Joseph Schuman Senior Correspondent

Amid an escalating political fight over the legal limits on U.S. government borrowing, the Treasury today pushed back the deadline for a "catastrophic" default to midspring, citing an unexpected increase in projected tax revenue.

Congressional Republicans have refused to join Democrats in raising the legal debt ceiling from the level of $14.29 trillion set by Congress a year ago unless President Barack Obama promises broad spending cuts. The showdown risks upsetting financial markets as well as the country's debt rating.

United States Secretary of the Treasury Timothy Geithner
Michel Euler, AP
Not increasing the debt limit "would have catastrophic economic consequences," Treasury Secretary Timothy Geithner said in a letter to Senate leaders.
In response, the Obama administration has issued a series of dire warnings about what would happen if the U.S. couldn't pay back the loans embodied in Treasury bonds.

Provided data:
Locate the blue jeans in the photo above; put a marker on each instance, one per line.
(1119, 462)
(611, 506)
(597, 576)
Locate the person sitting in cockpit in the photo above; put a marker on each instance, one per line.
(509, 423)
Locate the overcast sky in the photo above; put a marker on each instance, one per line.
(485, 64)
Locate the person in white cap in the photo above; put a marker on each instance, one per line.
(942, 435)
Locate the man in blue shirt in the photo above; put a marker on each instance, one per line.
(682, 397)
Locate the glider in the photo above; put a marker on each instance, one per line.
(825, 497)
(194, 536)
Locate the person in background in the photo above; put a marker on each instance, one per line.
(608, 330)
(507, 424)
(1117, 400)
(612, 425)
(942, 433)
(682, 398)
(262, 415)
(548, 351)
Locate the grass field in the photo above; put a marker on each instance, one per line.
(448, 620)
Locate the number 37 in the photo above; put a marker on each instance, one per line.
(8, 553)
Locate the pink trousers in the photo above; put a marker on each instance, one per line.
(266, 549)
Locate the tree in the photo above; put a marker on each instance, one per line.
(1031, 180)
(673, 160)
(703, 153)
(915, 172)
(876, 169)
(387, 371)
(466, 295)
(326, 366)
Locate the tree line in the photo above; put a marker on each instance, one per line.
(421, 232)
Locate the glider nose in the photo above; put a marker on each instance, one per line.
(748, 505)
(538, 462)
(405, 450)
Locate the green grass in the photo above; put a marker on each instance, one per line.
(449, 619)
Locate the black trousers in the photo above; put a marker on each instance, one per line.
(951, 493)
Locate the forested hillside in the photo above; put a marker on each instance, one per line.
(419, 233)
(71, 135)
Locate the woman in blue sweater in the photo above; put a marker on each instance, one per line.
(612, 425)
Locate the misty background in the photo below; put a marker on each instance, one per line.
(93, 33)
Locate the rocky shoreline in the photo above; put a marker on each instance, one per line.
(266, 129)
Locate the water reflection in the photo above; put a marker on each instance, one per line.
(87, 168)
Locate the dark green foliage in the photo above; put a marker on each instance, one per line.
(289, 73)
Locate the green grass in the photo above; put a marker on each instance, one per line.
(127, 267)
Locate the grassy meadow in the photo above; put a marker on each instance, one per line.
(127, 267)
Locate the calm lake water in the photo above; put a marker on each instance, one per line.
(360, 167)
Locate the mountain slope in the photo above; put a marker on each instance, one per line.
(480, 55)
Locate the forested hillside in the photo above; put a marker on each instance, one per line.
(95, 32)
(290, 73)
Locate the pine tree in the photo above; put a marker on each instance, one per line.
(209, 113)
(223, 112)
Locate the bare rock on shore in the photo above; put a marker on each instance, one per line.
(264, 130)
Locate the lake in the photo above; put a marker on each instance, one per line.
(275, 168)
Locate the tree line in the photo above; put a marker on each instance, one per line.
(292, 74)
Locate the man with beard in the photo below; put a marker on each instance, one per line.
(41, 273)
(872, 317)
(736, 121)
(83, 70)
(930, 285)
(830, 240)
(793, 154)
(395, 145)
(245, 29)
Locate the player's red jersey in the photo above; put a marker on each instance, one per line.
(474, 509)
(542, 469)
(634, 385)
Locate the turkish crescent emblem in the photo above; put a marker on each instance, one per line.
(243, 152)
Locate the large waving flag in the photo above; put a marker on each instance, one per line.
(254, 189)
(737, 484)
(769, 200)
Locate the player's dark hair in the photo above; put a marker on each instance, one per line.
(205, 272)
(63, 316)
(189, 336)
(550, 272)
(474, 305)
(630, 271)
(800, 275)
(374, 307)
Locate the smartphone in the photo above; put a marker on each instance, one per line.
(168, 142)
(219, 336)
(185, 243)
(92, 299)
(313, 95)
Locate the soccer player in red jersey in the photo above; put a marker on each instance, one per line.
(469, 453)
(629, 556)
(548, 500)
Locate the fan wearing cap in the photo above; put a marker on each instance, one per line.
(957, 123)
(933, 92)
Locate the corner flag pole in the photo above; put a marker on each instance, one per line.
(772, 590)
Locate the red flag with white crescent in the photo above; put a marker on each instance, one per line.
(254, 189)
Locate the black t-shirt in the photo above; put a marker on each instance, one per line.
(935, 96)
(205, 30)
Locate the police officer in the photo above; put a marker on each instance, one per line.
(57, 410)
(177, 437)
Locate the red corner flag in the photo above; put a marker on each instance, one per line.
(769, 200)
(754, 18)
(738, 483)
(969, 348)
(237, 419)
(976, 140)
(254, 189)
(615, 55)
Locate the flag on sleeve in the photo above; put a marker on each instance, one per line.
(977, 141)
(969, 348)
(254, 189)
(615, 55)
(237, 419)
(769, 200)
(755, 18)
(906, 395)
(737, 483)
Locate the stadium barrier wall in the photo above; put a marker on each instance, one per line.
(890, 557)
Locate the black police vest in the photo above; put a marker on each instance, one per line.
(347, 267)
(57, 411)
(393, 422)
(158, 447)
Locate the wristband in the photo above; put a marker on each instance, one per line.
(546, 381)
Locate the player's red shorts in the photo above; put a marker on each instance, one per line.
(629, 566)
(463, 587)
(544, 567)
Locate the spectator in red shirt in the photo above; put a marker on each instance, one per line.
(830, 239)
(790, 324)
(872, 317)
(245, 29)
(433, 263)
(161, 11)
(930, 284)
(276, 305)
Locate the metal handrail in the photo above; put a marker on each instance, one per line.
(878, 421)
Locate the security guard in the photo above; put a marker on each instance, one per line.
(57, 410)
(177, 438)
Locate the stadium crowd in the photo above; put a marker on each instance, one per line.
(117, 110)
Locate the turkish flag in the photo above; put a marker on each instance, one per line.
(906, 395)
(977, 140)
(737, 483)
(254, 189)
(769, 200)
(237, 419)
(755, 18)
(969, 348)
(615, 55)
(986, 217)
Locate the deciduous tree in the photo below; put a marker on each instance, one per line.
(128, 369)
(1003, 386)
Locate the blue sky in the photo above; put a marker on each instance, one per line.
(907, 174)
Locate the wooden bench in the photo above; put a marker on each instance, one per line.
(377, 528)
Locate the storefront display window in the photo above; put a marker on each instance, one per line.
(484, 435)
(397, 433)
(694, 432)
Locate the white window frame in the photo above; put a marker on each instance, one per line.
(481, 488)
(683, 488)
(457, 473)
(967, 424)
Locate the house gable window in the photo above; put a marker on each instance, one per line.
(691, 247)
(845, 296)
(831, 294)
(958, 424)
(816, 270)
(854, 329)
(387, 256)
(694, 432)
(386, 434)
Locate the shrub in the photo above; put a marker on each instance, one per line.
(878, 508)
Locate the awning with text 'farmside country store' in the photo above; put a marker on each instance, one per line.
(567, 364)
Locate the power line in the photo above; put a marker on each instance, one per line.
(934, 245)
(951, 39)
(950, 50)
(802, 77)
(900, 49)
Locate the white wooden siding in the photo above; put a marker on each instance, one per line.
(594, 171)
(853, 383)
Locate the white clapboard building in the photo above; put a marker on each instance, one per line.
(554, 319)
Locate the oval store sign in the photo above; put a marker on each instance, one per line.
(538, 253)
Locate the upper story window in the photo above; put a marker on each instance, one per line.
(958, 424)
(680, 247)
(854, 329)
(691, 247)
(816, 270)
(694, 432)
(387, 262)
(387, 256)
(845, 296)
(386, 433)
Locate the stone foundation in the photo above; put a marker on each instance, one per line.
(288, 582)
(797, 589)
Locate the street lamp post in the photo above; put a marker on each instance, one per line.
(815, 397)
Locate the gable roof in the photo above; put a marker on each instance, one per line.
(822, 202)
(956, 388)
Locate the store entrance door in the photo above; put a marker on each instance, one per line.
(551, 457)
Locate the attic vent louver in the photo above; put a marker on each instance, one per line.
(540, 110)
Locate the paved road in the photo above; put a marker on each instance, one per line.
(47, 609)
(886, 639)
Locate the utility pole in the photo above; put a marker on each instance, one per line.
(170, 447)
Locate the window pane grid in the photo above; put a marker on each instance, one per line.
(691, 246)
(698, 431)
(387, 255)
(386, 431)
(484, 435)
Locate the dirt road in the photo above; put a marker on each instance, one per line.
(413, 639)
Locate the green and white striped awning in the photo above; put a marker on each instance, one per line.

Directions:
A. Copy the debt ceiling article word for word, from "United States Secretary" to "in Treasury bonds.".
B. Pick up the debt ceiling article after its final sentence and keep writing it.

Answers by task:
A.
United States Secretary of the Treasury Timothy Geithner
Michel Euler, AP
Not increasing the debt limit "would have catastrophic economic consequences," Treasury Secretary Timothy Geithner said in a letter to Senate leaders.
In response, the Obama administration has issued a series of dire warnings about what would happen if the U.S. couldn't pay back the loans embodied in Treasury bonds.

B.
"Never in our history has Congress failed to increase the debt limit when necessary," Treasury Secretary Timothy Geithner said in a letter to Senate leaders last month. "Default would effectively impose a significant and long-lasting tax on all Americans and all American businesses and could lead to the loss of millions of American jobs. Even a very short-term or limited default would have catastrophic economic consequences that would last for decades."

But Republicans have suggested they will block efforts to increase the deficit unless the Obama administration makes serious compromises.

During the official Republican response to the president's State of the Union address, newly installed House Budget Committee Chairman Paul Ryan said increases in the debt limit are a sign that the federal government spends too much.

"We believe the days of business as usual must come to an end," said Ryan, R-Wis. "Endless borrowing is not a strategy. Spending cuts have to come first."

Geithner said last month that with outstanding debt already at $13.95 trillion in early January, the Treasury estimated it will reach its borrowing limit as early as March 31 and definitely before May 16.

Today, Treasury said the upward revision in forecasts for tax revenue and a projected downward change in the amount of bonds needed by the Social Security and Medicare trust funds allowed it to push back that estimate to between April 5 and May 31.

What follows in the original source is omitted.